# Форум для размышляющих > Ты не один... >  Легко ли вам прийти на встречу?

## moriablanda

Просматривая раздел, вспомнила свою попытку прийти на подобную встречу. Она должна была быть в Москве именно в то время, когда я планировала быть в этом городе на гастролях в сборной солянке. Вроде решительно настроилась прийти, да и люди были в общем-то знакомые. Я даже ждала эту встречу и хотела, чтобы она случилась как можно скорее. В общем, получилось так, что урезали состав оркестра и нужно было решить кто останется в Питере, а кто поедет. Когда меня спросили поеду ли я, у меня возникли сомнения на счет того, что а пойду ли я реально, если даже поеду на эти гастроли. Как-то очень много мыслей в голове случилось на этот счет и я сказала, что мне есть чем в Петербурге заняться и не очень-то расстроюсь, если останусь дома. Дела действительно произошли, но были ли они причиной моего ответа?  Мне кажется, они были попыткой оправдаться, ведь скорее всего сыграл какой-то страх перед неизвестностью или я не до конца понимала нужно мне это или нет. 

С тех пор у меня всегда рисуются какие-то дела, всегда есть причины для отказа прийти на встречу. С одним человеком таких проблем не возникает, но мне все равно нужно некоторое время перестукивания клавы, что заинтересоваться человеком и захотеть с ним встретиться. Мне нужно время, чтобы доверять человеку и пообщаться с ним без интернета, из которого можно выйти в любой момент, когда захочется. Личное общение для меня - это какой-то новый и важный этап во взаимоотношениях. Если я иду на деловую встречу по работе, такой проблемы не возникает. Почему? Потому что я знаю зачем иду на эту встречу, как она будет выглядеть и что на ней будет обсуждаться. Может быть, если кто-нибудь сможет мне рассказать о том, как проходят встречи подобных сообществ, для чего они вообще делаются, что обсуждается и что человек от них получает, мне станет легче прийти? Может быть дело в этом?

----------


## Игорёк

Все верно. Согласен. 
Разница в деловой встрече и во встрече деликатного личного характера очень велика. Тут нужно предвариельно пообщаться в вирт и понять нужно это или нет.  
Разница банальна - в деловой встрече не надо открывать душу, тогда приложив немного усилий, можно проканать за человека беспроблемного, те нервы которые кто-то может задеть, остаются защищенными, их не надо оголять. 



> Легко ли вам прийти на встречу?


 На деловую - легко (опыт большой, встречался через инет раз 70). На встречу интимного плана - очень тяжело (2раза).

----------


## Another

Какая интересная тема. Но ведь правда встречи бывают разных типов. Я уже давно не ходил на обычные встречи, но что доводилось выбирался так несколько раз за год, особенно в прошлом году. Для меня главное чтоб там было не очень много народу (социофобия все же). Вообще я давно пришел к выводу что я скучный и не интересный и обычным людям со мной будет не о чем говорить вообще! Еще меня мучает привычка высказаться. Если доводиться общаться с людьми, то почему-то хочется как можно больше всего наговорить. Причем я могу незнакомым людям что-то ляпнуть про себя лишнее. Из деловых встреч наверное я и не бывал то, ведь у меня пока была одна работа и там нет подобного. Просто пришел на работу и все. Там уже хочешь не хочешь, а идешь встречаться тем самым с остальными сотрудниками и начальством на самой работе.

Задание:
Ответьте по ветке форума о встречах выше:
(а) В каком городе должна была пройти встреча, на которую собиралась moriablanda?
(б) Сколько раз, по словам участника Игорёк, он встречался через интернет по деловым вопросам?
(в) Что для участника Another главное на встрече?

Строки данных:

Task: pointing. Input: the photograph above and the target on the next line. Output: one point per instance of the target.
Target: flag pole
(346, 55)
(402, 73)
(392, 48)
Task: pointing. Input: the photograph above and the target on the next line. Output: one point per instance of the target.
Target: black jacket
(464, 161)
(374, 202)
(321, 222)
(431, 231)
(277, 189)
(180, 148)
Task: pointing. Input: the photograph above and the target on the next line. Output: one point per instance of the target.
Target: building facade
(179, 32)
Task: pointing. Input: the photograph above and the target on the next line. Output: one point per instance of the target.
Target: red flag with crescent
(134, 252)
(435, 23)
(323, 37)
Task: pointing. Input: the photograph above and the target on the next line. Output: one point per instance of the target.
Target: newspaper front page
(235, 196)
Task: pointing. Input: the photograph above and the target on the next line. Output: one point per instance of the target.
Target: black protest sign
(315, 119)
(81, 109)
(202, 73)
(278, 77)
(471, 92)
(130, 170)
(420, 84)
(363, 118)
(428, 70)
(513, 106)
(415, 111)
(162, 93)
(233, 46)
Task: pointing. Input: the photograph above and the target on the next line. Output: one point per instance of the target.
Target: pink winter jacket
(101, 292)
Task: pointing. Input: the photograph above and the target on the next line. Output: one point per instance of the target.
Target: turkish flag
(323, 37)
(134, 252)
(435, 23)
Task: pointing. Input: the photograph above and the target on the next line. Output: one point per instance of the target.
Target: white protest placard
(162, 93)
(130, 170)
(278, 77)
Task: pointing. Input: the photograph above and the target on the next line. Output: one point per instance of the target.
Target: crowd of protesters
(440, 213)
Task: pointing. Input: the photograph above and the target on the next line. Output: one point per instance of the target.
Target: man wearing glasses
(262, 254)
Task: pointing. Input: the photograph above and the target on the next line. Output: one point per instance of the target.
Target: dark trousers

Ответ ниже:
(а) В Москве.
(б) Примерно 70 раз.
(в) Чтобы там было не очень много народу.